Verken het materiaal:
1. Beantwoord de volgende vragen over de tekst over intelligentietests.
(a) Wat hoort er volgens de tekst in de normgroep van de nationale intelligentietest te zitten?
(b) Uit wie moet de normgroep bestaan als je een kandidaat zoekt met gemiddeld WO werk- en denkniveau?
(c) Voor welke twee groepen zijn aparte normgroepen gecreëerd?
2. Schrijf uit de tekst over intelligentietests het gedeelte over van "Laten we eens" tot en met "te kunnen uitvoeren.".
3. Schrijf de tekst over intelligentietests verder, te beginnen na de laatste zin.

Gegeven tekst:
----------

Wat willen we eigenlijk meten?
Laten we eens bij onszelf nagaan wat we eigenlijk willen weten als we iemand een capaciteitentest of intelligentietest laten ondergaan. Dit kan bijvoorbeeld zijn welk werk- en denkniveau iemand heeft om te kunnen inschatten of de persoon in kwestie het werk- en denkniveau van een bepaalde functie aankan. In de normgroep van bijvoorbeeld de nationale intelligentietest zit als het goed is een representatie van onze bevolking dus kun je aan de uitslag op de intelligentietest zien of de kandidaat hoger of lager dan de gemiddelde Nederlander scoort. Helpt dit je veel verder? Het kan je wel verder helpen als je de gewenste IQ score weet. Hiervoor zou je eerst meerdere mensen die de functie waarvoor u een kandidaat wilt testen dezelfde intelligentietest kunnen laten maken. Zo kunt u vinden wat de wenselijk score is om de functie goed te kunnen uitvoeren.
Wat ik hiermee duidelijk wil maken is dat op het moment dat je een capaciteitentest of een intelligentietest zoekt om het werk- en denkniveau van een kandidaat inzichtelijk te krijgen je vooral moet bedenken tegen welke normgroep je diegene wilt afzetten. Zoek je een kandidaat met gemiddeld WO werk- en denkniveau zoek dan capaciteitentesten die een normgroep hebben die alleen uit WO-ers bestaat. Daarbij is het ook nog van belang dat de personen in de normgroep in eenzelfde situatie de test hebben ingevuld, hing er een baan vanaf of wilde hij/zij gewoon even een capaciteitentest of intelligentietest uitproberen? In het eerste geval zal iemand zich meer inspannen en beter scoren waardoor de norm strenger wordt. Er zijn testen die betrouwbaar en discriminerend zijn voor zowel volwassenen als voor kinderen. Wat daarbij de truc is, is dat er aparte normgroepen zijn gecreëerd voor de groep kinderen en voor de groep volwassenen.

----------

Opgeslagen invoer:
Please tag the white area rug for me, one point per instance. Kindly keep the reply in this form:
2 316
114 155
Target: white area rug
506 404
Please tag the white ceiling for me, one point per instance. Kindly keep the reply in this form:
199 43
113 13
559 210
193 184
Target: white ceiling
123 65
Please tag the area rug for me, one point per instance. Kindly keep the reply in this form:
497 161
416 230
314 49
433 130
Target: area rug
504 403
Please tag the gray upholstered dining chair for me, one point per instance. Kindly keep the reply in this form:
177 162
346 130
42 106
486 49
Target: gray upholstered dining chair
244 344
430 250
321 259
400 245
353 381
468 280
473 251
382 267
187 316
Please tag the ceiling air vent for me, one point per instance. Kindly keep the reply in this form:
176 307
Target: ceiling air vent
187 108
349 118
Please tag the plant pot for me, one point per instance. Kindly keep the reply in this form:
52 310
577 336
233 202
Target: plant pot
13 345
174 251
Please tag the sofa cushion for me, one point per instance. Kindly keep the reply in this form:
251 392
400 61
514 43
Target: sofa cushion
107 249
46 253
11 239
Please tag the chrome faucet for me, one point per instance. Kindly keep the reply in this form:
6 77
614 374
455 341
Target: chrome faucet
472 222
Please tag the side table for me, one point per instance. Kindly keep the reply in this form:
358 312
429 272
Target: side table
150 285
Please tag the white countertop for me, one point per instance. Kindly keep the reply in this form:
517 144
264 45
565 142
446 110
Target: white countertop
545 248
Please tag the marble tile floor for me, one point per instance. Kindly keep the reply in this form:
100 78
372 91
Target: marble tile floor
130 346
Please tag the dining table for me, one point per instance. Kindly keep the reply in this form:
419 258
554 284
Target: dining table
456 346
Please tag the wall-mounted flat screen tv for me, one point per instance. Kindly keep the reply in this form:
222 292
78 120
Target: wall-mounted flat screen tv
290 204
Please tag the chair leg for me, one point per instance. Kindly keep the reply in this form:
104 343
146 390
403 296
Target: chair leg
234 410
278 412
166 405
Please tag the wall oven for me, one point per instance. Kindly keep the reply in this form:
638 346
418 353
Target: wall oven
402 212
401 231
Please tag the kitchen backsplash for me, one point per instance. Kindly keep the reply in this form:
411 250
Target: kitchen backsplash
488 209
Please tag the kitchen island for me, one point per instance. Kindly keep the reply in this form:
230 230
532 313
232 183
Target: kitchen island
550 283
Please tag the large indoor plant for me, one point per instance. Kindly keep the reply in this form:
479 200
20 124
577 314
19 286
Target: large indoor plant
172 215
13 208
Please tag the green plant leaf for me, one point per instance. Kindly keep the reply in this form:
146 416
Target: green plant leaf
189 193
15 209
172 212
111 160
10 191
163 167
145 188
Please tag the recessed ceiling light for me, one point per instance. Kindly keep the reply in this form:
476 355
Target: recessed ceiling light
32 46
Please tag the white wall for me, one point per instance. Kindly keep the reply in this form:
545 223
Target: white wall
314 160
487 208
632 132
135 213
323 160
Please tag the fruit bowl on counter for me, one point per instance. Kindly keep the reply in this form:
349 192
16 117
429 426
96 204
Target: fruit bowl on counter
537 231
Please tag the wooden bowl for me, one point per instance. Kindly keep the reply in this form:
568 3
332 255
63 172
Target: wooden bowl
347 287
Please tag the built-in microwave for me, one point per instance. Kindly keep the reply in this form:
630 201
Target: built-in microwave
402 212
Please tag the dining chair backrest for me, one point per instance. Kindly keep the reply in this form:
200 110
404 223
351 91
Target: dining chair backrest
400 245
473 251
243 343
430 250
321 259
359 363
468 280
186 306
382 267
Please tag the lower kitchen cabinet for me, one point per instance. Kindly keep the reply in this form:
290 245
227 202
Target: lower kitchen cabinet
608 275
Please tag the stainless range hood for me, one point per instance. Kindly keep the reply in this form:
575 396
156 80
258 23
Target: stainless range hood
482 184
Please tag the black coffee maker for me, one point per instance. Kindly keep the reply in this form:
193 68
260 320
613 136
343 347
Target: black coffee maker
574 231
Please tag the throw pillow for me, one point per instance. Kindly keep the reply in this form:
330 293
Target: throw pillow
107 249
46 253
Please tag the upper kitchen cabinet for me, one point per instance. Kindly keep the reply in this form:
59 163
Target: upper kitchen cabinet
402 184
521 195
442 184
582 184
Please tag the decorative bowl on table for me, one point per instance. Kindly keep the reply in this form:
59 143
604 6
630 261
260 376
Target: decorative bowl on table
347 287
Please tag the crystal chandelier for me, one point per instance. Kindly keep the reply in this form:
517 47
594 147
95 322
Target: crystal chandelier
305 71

----------

Antwoorden opdracht:
1.
(a) Een representatie van onze bevolking.
(b) Alleen uit WO-ers.
(c) Voor de groep kinderen en voor de groep volwassenen.

2.
Laten we eens bij onszelf nagaan wat we eigenlijk willen weten als we iemand een capaciteitentest of intelligentietest laten ondergaan. Dit kan bijvoorbeeld zijn welk werk- en denkniveau iemand heeft om te kunnen inschatten of de persoon in kwestie het werk- en denkniveau van een bepaalde functie aankan. In de normgroep van bijvoorbeeld de nationale intelligentietest zit als het goed is een representatie van onze bevolking dus kun je aan de uitslag op de intelligentietest zien of de kandidaat hoger of lager dan de gemiddelde Nederlander scoort. Helpt dit je veel verder? Het kan je wel verder helpen als je de gewenste IQ score weet. Hiervoor zou je eerst meerdere mensen die de functie waarvoor u een kandidaat wilt testen dezelfde intelligentietest kunnen laten maken. Zo kunt u vinden wat de wenselijk score is om de functie goed te kunnen uitvoeren.

3.
Met een Nederlandse normgroep andere culturen meten
Kan een Nederlands bedrijf nu wel of niet mensen testen van het zusterbedrijf in Engeland met dezelfde test en normgroep? Hierbij is het ten eerste weer belangrijk dat het testmateriaal “eerlijk is” en in de juiste taal beschikbaar is. Ten tweede is het belangrijk om te weten wat het doel is om deze mensen te testen. Als het doel is de medewerkers van de verschillende bedrijven met elkaar te vergelijken is het juist goed om voor beide groepen dezelfde, dus in dit geval de Nederlandse normgroep te gebruiken. Zo zullen de verschillen inzichtelijk worden. Als het doel is om een minimale aftestgrens of opleidingsniveau te bepalen die nieuwe medewerkers moeten scoren om aangenomen te worden is het natuurlijk wel van belang dat het opleidingsniveau van de normgroep ook representatief is voor de opleidingen in het betreffende land.
Het lijkt het me sowieso beter iedereen langs eenzelfde lat te leggen als er bijvoorbeeld iemand uit het buitenland of een allochtoon komt solliciteren bij een Nederlands bedrijf.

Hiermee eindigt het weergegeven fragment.